> _SELECTED EXTRACT_:
[Begin]
The Hemlock woolly adelgid is now attacking eastern hemlock trees on Walden's Ridge. Photo contributed by National Forest Service.
* Noon. Mario Piccolo & The Carolina Hotgrazz Quartet
* 1 p.m. Mike Defosche (fiddler)
* 2 p.m. New Art Trio (strings and flute)
* 3 p.m. The Cumberland Band
* 4 p.m. Fiddling Mike Defosche and Friends
* 4:45 p.m. Mario Piccolo & The Carolina Hotgrazz Quartet
Sit-down programs in Outdoor Classroom
* 12:45 p.m. "Geology of the Cumberland Plateau"
* 1:30 p.m. "American Chestnuts and the Future"
* 2:15 p.m. "Insects Everywhere"
* 3 p.m. "Grasses and Growing"
* 3:45 p.m. "Stories of the Cumberland Trail and Shackleford Ridge Park"
* 4:15 p.m. "Hawks and Owls"
* 5:15 p.m. "Miles and Miles of Reptiles"
* 10 a.m. "Bird Walk: Woodpeckers and Wandering Migrants"
* 12:30 p.m. "Grasses and Wild Plants"
* 1:30 p.m. "Rock Walk to Mushroom Rock"
* 2:30 p.m. "Chestnuts and the Forest"
* 3:30 p.m. "Spineless Walk: Insects, Arachnids and Inverts"
* 4:30 p.m. "Seeding the Cumberlands"
• John Boulware's "eloquent fiddling" of traditional and progressive styles begins at 3:30 p.m.
• Leah Gardner sings rich ballads, blues and original compositions, backed with guitar, cello, trumpet and percussion at 4:30 p.m.
• The Tennessee Shieks perform instrumental hot swing with a Tennessee accent at 5:30 p.m.
Source: Friends of the Cumberland Trail
If you go
* What: Hiketoberfest
* When: Sunday, 9 a.m. to 6:30 p.m.
* Where: Shackleford Ridge Park on Signal Mountain
* Cost: A $10 donation is suggested
Source: Friends of the Cumberland Trail
This Sunday's 2012 Hiketoberfest on the Cumberland Plateau starting on Signal Mountain comes with a special announcement.
In addition to heritage and progressive plateau music, guided hikes and nature talks at Signal Mountain's Shackleford Ridge Park, state officials will be showing off a newly donated native plant nursery intended to restore native wildflowers, trees and shrubs along the 300-mile trail that is now Cumberland Trail State Park.
[End]
[Entries from a pointing dataset]
[Begin]
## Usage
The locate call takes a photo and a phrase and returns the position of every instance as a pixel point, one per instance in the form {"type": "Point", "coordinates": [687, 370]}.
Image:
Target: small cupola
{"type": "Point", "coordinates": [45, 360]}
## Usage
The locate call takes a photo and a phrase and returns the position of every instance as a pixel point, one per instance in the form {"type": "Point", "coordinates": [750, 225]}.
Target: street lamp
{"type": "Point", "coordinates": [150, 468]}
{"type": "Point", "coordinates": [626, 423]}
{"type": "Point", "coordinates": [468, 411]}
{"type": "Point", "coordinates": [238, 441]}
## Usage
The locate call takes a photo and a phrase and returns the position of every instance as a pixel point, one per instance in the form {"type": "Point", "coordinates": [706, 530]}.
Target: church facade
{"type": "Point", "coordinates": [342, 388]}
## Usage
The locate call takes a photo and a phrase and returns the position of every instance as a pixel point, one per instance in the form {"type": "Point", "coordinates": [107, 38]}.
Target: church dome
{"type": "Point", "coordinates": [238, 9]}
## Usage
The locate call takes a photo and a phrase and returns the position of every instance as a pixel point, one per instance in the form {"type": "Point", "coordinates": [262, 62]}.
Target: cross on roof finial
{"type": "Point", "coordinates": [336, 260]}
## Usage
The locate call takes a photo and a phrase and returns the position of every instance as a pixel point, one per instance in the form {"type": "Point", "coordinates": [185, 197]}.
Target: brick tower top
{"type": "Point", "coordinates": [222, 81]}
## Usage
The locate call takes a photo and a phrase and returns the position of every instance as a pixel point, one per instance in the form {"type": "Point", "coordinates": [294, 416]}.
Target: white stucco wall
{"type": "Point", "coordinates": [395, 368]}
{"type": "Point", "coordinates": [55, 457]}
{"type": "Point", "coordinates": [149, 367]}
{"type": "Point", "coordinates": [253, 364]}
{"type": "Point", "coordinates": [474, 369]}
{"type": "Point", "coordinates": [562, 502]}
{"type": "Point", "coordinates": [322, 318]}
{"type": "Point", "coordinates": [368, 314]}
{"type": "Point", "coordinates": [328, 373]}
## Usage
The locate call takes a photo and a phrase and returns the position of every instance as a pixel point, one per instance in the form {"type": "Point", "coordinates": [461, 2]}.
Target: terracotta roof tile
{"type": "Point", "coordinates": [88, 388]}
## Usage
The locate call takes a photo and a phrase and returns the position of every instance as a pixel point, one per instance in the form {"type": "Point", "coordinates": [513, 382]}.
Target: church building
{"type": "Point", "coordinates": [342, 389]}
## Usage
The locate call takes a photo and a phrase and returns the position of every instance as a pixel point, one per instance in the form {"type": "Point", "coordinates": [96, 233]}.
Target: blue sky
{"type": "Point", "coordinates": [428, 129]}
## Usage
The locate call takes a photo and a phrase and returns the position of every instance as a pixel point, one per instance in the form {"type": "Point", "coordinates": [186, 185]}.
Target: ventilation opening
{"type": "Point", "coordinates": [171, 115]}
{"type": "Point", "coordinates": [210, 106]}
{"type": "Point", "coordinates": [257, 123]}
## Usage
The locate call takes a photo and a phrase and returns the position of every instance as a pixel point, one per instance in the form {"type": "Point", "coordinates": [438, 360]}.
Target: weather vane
[End]
> _WHAT THE TASK REQUIRES_:
Answer these questions from the Hiketoberfest article:
1. What is attacking eastern hemlock trees on Walden's Ridge?
2. What donation is suggested for attending?
3. How many miles long is the trail that is now Cumberland Trail State Park?
This material stands apart from the Hiketoberfest article and has no connection to it.

> _IN RESPONSE_:
1. The Hemlock woolly adelgid
2. $10
3. 300 miles